[Start of SOURCE EXTRACT]

In other words, an exclusion adopted prior to Mitchell v. Broadnax could still be found unenforceable if its wording is ambiguous, or the exclusion is contrary to statute, regulation or public policy.
    Furthermore, while the Legislature enacted W.Va. Code, 33-6-30 [2002] as a “clarification of the existing law as previously enacted,” the Legislature did nothing to clarify the confusing language used in W.Va. Code, 33-6-31(k), which states:
         Nothing contained herein shall prevent any insurer from also offering benefits and limits other than those prescribed herein, nor shall this section be construed as preventing any insurer from incorporating in such terms, conditions and exclusions as may be consistent with the premium charged.

Justice McGraw discussed the problems with the language contained in W.Va. Code, 33-6- 31(k) in his separate opinion in Mitchell v. Broadnax, and offered a plausible interpretation of the statute that courts could consider:

         The first clause of the subsection straightforwardly permits insurers to “offer[] benefits and limits other than those prescribed [in § 33-6-31].” This language obviously permits an automobile insurer to “offer” any type of coverage (together with particular policy limits) that it chooses. It is therefore easily conceivable that an insurer could offer, in addition to the required offerings set forth in subsection (b) of the statute, other forms of coverage, including alternative uninsured or underinsured protection. What this language clearly does not sanction, however, is an automobile insurer failing in the first instance to present consumers with the prescribed optional coverages.
         The more crucial question in interpreting subsection (k) is whether the second clause of the statute merely applies to the subject of the first clause to the “benefits and limits other than those prescribed herein” or whether it instead has freestanding significance such that insurers have broad authority to impose exclusions upon all motor vehicle coverages, even the “optional” uninsured and underinsured coverages required under subsection (b). The Deel [v. Sweeney, 181 W.Va. 460, 383 S.E.2d 92 (1989)] Court apparently chose the latter construction.
         Deel misconstrued the second clause of subsection (k), an error that has been repeated in subsequent cases. This result is perhaps explained in no small part by the fact that the Deel Court misapprehended the relevant statutory language. The opinion, in fact, misquotes the second clause of subsection (k), by omitting the crucial word “in.” Deel, 181 W.Va. at 463, 383 S.E.2d at 95. Although not a model of textual clarity, the word “in” was plainly intended to be synonymous with “therein,” which in effect limits the second clause to the subject of the first. Subsection (k) therefore merely permits an insurer to impose “terms, conditions and exclusions” upon “benefits and limits other than those prescribed herein.” In other words, the statute allows an insurer to impose limitations or exclusions on offerings that are otherwise not specified in the statute. There is simply nothing in this language that could, by any stretch of the imagination, be construed to permit an insurance company to corrupt or curtail the coverages specifically prescribed in subsection (b), regardless of whether those coverages are mandatory or optional to the policyholder.
208 W.Va. at 61, 537 S.E.2d at 907 (McGraw, J., concurring, in part, and dissenting, in part).

[End of SOURCE EXTRACT]
[Start of ITEMS]

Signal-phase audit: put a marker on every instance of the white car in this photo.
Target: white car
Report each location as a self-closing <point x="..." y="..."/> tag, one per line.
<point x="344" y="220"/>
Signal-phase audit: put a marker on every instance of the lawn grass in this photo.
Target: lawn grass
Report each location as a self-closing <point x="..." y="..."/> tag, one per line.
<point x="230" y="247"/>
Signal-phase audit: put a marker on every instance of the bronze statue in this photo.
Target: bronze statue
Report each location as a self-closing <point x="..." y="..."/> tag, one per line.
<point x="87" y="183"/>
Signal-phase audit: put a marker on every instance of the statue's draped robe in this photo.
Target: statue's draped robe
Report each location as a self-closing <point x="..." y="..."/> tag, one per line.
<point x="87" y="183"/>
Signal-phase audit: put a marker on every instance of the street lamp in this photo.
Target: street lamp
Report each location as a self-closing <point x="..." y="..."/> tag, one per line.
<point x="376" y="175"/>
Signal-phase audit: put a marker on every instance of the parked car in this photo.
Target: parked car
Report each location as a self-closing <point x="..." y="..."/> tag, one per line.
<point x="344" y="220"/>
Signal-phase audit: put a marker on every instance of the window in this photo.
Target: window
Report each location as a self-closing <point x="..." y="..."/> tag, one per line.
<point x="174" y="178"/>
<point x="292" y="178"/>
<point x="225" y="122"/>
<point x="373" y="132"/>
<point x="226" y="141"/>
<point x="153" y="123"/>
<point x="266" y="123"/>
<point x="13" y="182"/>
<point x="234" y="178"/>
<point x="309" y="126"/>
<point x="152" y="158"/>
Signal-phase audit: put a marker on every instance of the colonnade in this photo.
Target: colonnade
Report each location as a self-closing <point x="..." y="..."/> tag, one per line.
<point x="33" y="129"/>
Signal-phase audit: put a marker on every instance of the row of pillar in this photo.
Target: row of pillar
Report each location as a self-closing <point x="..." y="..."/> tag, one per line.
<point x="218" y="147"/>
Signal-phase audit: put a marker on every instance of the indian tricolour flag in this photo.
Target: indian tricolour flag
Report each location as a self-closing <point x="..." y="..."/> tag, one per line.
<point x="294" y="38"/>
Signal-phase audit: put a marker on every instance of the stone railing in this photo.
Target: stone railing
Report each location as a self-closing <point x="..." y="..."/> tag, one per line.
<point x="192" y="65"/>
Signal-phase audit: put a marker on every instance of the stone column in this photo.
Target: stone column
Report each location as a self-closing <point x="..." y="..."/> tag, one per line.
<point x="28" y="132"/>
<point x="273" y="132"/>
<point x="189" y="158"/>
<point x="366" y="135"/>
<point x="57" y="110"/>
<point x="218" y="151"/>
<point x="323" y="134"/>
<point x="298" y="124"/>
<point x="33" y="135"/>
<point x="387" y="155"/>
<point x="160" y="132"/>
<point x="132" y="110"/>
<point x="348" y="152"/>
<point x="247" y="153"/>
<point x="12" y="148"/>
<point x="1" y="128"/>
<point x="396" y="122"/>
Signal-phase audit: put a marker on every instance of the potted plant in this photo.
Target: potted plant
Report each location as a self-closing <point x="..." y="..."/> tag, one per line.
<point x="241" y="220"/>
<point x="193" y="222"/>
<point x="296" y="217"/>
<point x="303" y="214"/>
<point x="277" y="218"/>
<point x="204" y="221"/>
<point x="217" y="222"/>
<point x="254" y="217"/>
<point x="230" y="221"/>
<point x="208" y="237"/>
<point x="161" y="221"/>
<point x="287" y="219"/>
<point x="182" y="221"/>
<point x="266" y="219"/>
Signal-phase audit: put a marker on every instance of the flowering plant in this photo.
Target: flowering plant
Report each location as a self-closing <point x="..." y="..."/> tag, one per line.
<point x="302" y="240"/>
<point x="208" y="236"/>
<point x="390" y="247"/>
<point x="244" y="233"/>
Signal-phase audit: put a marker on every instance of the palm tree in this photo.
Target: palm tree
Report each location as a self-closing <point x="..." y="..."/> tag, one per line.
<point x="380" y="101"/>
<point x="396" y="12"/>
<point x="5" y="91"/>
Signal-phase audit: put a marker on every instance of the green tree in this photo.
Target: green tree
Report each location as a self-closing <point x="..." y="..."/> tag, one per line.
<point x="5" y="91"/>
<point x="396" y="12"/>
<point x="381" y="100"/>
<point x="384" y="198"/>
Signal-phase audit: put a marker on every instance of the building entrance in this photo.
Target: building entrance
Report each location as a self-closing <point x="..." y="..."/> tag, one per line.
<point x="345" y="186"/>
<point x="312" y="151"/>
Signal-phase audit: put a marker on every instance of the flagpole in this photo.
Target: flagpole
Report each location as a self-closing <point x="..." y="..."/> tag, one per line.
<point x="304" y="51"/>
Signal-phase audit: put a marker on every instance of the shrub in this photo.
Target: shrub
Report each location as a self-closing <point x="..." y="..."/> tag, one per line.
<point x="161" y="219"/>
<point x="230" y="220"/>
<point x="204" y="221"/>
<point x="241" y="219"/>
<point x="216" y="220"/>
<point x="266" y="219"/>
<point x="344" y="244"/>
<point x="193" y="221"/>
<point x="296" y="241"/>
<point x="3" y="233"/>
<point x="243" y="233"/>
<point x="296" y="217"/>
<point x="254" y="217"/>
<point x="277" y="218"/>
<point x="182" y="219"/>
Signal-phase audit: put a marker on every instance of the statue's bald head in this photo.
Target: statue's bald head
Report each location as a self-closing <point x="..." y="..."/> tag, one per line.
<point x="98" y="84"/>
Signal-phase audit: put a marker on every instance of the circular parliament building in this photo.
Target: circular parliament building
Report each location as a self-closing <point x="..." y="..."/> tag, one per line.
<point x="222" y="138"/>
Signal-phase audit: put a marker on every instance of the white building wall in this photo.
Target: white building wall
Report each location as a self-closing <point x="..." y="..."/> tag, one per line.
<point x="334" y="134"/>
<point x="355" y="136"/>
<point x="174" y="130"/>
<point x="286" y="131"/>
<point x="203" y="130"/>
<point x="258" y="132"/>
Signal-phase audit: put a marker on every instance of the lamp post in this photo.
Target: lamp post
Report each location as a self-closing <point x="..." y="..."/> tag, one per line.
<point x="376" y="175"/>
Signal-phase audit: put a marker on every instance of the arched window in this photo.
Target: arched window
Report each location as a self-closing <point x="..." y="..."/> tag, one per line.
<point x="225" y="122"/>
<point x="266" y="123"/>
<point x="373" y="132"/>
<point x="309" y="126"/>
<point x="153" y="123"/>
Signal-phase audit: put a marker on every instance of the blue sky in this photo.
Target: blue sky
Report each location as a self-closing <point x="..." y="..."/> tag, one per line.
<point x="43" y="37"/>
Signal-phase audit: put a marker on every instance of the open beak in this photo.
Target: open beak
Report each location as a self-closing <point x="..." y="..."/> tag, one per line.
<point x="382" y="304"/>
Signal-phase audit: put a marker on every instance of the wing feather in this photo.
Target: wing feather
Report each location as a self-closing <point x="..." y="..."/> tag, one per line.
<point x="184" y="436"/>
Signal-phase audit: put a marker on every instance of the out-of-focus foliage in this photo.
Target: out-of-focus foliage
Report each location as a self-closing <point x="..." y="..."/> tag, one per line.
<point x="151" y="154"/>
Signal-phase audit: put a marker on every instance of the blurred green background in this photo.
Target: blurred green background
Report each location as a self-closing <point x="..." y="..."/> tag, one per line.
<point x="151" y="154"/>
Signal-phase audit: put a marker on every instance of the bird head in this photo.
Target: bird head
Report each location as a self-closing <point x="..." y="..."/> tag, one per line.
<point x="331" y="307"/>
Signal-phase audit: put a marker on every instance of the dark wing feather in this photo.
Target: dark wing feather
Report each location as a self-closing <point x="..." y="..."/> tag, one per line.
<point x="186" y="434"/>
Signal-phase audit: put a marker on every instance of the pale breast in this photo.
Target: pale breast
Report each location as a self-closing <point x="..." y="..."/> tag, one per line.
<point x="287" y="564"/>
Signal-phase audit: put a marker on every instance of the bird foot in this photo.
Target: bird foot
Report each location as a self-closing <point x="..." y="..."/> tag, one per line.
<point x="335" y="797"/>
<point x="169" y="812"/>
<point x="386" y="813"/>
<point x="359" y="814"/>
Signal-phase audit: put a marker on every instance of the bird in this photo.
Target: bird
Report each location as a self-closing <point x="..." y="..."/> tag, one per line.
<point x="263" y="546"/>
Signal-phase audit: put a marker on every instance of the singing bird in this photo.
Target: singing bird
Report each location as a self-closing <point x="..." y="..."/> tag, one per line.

[End of ITEMS]

WRITTEN EXERCISE 1: Translate this sentence from the insurance statute excerpt into Spanish: "This language obviously permits an automobile insurer to “offer” any type of coverage (together with particular policy limits) that it chooses."
WRITTEN EXERCISE 2: Reproduce the insurance statute excerpt word for word from "The first clause of" up to and including "prescribed optional coverages.".

EXERCISE RESULT 1: Este lenguaje evidentemente permite a una aseguradora de automóviles “ofrecer” cualquier tipo de cobertura (junto con límites de póliza particulares) que elija.

EXERCISE RESULT 2:
The first clause of the subsection straightforwardly permits insurers to “offer[] benefits and limits other than those prescribed [in § 33-6-31].” This language obviously permits an automobile insurer to “offer” any type of coverage (together with particular policy limits) that it chooses. It is therefore easily conceivable that an insurer could offer, in addition to the required offerings set forth in subsection (b) of the statute, other forms of coverage, including alternative uninsured or underinsured protection. What this language clearly does not sanction, however, is an automobile insurer failing in the first instance to present consumers with the prescribed optional coverages.